Output the lines of the entries as a numbered list, from the line with "[locate] white car (one marker per instance)" up to and including the last line of the entries, and leave out any blank lines.
═════ Task input ═════
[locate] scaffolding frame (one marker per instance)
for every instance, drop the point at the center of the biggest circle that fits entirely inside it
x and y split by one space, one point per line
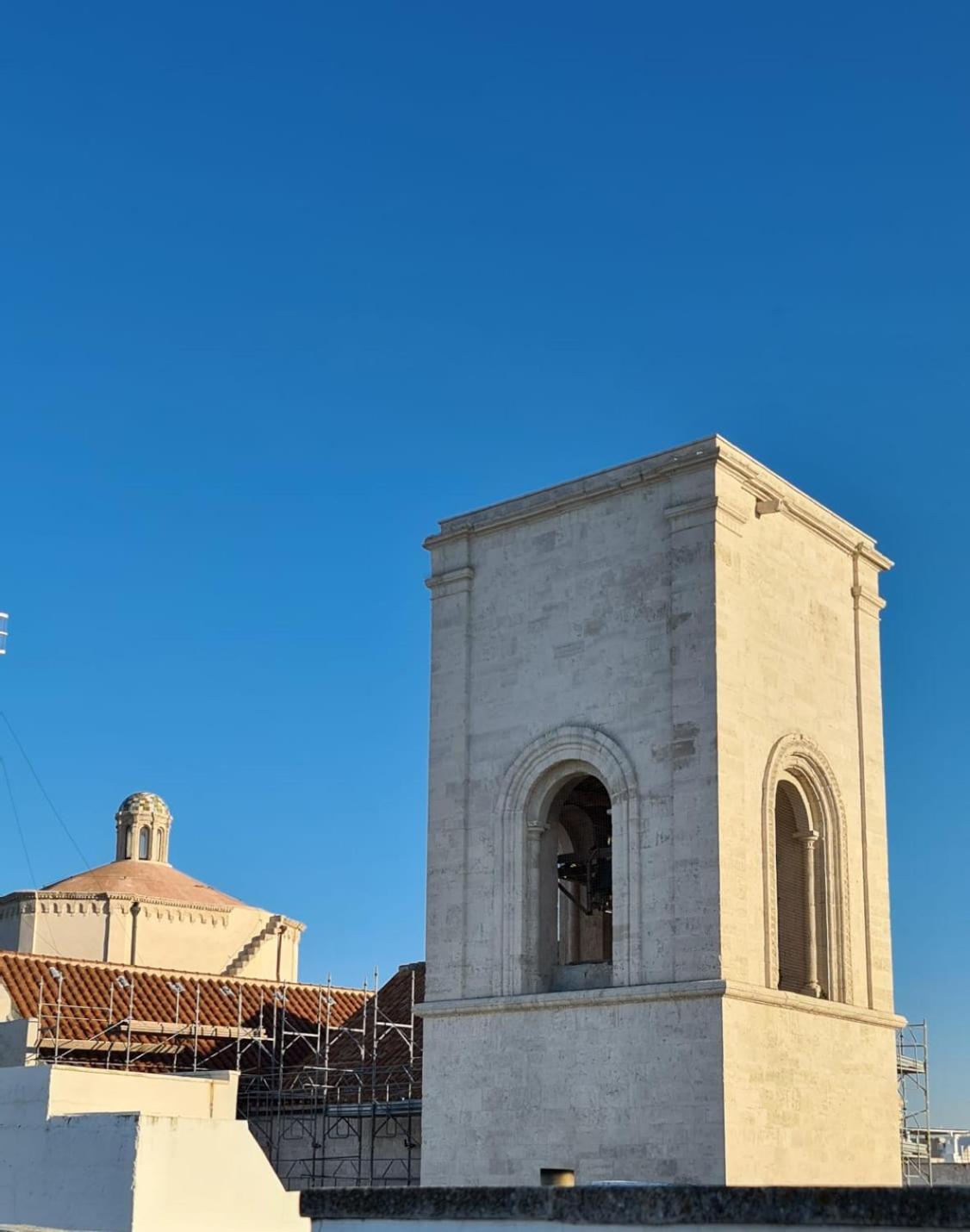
326 1120
912 1074
331 1102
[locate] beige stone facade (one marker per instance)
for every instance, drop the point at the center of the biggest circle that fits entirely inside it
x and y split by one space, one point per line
140 911
657 888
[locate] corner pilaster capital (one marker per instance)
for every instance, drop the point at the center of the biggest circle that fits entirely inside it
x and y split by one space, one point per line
452 582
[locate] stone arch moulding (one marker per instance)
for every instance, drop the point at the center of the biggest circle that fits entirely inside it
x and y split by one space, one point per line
800 758
526 790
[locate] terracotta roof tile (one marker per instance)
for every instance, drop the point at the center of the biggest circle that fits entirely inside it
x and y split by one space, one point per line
91 1024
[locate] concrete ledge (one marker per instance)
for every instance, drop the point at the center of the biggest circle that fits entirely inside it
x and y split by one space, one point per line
938 1208
621 994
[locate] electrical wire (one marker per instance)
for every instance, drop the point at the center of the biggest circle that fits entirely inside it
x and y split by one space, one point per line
23 844
17 823
43 791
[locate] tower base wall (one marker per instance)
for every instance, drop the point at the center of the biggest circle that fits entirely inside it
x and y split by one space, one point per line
703 1083
617 1085
810 1092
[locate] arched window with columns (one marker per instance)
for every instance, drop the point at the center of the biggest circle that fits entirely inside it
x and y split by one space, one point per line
807 943
567 868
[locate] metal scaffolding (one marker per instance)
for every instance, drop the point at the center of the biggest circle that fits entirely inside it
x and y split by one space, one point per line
340 1104
329 1078
912 1073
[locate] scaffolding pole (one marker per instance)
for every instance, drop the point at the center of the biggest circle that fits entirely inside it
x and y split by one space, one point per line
912 1073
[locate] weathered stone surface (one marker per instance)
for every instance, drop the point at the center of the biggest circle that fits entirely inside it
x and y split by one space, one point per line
690 630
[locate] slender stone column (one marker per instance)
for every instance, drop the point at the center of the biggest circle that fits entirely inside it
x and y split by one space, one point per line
807 839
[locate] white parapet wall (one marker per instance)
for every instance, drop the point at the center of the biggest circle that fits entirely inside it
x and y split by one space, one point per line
109 1151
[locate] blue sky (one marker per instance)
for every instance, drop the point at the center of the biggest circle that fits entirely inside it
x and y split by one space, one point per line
283 283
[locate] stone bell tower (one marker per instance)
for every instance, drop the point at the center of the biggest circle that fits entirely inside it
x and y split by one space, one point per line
657 888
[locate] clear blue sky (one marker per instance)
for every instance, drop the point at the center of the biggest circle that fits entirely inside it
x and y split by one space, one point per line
283 283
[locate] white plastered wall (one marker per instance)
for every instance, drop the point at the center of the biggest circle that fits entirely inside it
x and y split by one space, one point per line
125 1152
169 936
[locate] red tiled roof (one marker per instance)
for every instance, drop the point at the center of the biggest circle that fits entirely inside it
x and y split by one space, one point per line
235 1024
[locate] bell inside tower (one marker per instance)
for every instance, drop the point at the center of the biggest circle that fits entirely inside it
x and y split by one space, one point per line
583 823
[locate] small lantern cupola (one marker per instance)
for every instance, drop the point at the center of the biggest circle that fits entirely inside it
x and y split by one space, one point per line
143 823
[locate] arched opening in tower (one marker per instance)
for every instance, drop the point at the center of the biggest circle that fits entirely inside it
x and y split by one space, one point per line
583 823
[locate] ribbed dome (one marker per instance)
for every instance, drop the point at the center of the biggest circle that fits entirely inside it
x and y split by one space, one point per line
143 823
143 806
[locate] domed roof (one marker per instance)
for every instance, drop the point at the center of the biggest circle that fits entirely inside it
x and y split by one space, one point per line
142 805
140 868
145 879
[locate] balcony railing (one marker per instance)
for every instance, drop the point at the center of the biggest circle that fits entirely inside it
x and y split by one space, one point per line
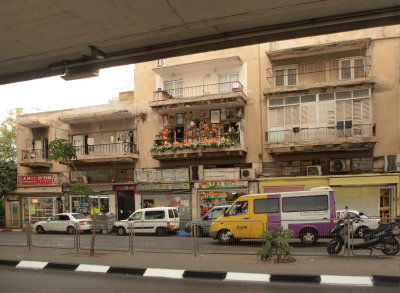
34 154
104 149
196 143
318 72
298 134
198 91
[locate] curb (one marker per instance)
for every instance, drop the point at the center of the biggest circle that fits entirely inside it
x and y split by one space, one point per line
366 281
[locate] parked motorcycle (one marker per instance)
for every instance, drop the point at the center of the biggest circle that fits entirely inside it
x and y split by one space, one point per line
383 238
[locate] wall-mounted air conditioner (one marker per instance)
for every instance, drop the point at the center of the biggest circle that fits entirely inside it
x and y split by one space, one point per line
392 163
196 173
314 170
247 173
339 165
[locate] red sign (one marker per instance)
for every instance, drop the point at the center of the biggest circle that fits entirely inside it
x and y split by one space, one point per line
36 180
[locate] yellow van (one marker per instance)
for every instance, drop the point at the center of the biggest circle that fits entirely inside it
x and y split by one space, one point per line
309 214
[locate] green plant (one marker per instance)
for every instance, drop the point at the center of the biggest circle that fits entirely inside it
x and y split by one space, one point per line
276 243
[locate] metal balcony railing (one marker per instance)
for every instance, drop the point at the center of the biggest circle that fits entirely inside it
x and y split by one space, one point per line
34 154
197 91
195 142
298 134
104 149
318 72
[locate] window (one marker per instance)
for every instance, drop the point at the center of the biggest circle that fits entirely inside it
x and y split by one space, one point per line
174 88
136 216
228 82
316 116
239 208
305 203
352 68
154 215
267 205
285 76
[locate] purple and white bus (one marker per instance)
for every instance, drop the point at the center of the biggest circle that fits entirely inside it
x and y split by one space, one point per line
309 214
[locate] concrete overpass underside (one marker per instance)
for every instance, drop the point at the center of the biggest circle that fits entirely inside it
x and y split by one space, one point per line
41 38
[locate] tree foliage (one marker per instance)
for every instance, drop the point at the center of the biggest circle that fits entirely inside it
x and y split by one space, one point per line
8 152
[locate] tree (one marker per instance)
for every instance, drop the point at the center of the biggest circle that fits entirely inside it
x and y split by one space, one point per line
8 153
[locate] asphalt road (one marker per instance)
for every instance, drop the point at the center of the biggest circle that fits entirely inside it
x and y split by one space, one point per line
22 280
146 243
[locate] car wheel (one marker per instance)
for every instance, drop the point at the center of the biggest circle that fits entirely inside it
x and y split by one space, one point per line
334 248
161 231
40 230
309 236
391 248
361 231
225 237
121 231
71 230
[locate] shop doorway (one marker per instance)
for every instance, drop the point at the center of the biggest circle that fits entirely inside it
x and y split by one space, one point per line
126 204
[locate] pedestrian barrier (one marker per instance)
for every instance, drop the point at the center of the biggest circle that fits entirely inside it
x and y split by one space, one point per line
234 237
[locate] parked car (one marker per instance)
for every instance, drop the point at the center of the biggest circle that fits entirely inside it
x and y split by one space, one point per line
364 225
65 222
204 222
159 221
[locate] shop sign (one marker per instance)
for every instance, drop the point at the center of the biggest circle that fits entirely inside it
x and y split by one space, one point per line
221 184
36 180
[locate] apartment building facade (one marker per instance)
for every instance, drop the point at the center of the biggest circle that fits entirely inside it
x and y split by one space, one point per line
206 128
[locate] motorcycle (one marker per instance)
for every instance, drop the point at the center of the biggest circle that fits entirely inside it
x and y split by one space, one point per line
383 238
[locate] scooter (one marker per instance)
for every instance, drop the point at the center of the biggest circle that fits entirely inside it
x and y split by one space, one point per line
383 238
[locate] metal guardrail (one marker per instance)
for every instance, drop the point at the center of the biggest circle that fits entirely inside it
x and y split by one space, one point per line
137 240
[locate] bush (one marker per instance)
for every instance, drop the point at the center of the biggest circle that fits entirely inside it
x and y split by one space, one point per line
276 243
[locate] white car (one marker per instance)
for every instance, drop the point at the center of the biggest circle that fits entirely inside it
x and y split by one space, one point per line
65 222
362 226
161 221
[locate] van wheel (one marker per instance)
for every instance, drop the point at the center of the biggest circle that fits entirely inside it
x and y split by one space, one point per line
121 231
161 231
225 237
309 236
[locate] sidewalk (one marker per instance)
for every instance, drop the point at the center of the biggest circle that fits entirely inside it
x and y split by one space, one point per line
304 265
═════
### [Problem solution]
1. [locate] white car (one marker per instance)
2. for every instance, drop the point at the center of the biggest circle that fits entirely inside it
3. x and y split by one space, one point per line
4. 65 222
5. 362 226
6. 161 221
7. [locate] van wheel (one marker per instance)
8. for every instance, drop the point at the center of the biggest circle that fits entirely inside it
9. x and y split by one space, one point per line
10. 121 231
11. 161 231
12. 225 237
13. 309 236
14. [locate] sidewalk (one marker per instance)
15. for every instance, drop the point at the center of the biggest circle that fits entirely inside it
16. x and y split by one space, one point per line
17. 304 265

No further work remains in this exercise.